| Extracto del texto |
------------

El 8 de febrero de 1976 la competición de esquí alpino femenina se abría con la prueba de descenso, la especialidad que peor se le daba a Rossi Mittermaier ya que nunca había sido capaz de ganar un descenso de la Copa del Mundo. Pero aquel día dejó claro que iba a ser la reina de aquellos Juegos. Seguramente firmó allí la actuación de su vida y ganó el oro con una diferencia de medio segundo sobre la austríaca Brigitte Totschning que llevaba meses entrenando en esa pista para asegurarse el oro ante sus paisanos. Dieciséis años hacía que el esquí alemán no conseguía una medalla de oro en unos Juegos olímpicos, por lo que el triunfo de Mittermaier tuvo una enorme repercusión en el país. Pero la historia no terminó ahí. Tres días después ofreció un recital para llevarse el triunfo en el slalon por delante de la italiana Claudia Giordani. El festival estuvo a punto de ser completo. El 13 de febrero llegó el momento del slalon gigante en el que se le escapó el triplete por apenas una décima. Rossi Mittermaier finalizó segunda por detrás de la canadiense Kathy Kreiner.

------------

| Entradas proporcionadas |

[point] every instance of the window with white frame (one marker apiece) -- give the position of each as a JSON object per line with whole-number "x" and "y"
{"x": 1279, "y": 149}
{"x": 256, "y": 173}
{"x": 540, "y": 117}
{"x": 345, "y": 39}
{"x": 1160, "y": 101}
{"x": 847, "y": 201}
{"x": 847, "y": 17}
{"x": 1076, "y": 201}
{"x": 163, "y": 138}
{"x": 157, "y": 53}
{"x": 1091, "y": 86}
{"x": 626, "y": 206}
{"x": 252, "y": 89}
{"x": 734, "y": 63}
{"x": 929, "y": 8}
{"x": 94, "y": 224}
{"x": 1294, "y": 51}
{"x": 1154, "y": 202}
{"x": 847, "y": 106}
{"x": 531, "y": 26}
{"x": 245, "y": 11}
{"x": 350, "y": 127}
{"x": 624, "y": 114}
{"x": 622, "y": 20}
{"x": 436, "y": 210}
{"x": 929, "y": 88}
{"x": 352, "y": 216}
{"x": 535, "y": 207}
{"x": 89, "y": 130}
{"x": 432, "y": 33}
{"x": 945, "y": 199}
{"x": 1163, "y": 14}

------------

| Requisitos |
Prolongue el texto sobre la actuación de Rossi Mittermaier en los Juegos de 1976 a partir de su última oración.

| Respuesta |
Su actuación en los Juegos Olímpicos de Innsbruck le elevaron a un nivel superior. Su popularidad en Alemania se disparó por completo –comenzaron a conocerla en todo el país como Rossi Gold– y en su casa llegaron a recibirse cerca de 50.000 cartas de declarados fans que le trasladaban su felicitación y le mostraron al tiempo su agradecimiento por haber devuelto al primer lugar del esquí alpino. Rossi vivió todo aquel proceso con normalidad, fiel a los principios y al carácter que siempre dominó su vida. En el segundo tramo de la temporada, ajena a la posible resaca de su recital en Insbruck, se apuntó la general de la Copa del Mundo, la de slalon y la de la combinada. Era la dueña indiscutible del esquí alpino mundial y los analistas daban por seguro que aquello el comienzo de su era y que con seguridad repetiría en los Juegos de Lake Placid en 1980 los éxitos de Innsbruck. Pero ella tenía en mente otros planes y en cuanto cerró la temporada “casi perfecta” hizo el anuncio que nadie esperaba: retirarse. Se habían acabado los sacrificios para competir en la Copa del Mundo. Tenía 26 años y sentía que debía hacer otras cosas. Una de ellas era iniciar su vida en compañía de Christian Neureuther, esquiador como ella, vencedor en seis pruebas de la Copa del Mundo a lo largo de su carrera.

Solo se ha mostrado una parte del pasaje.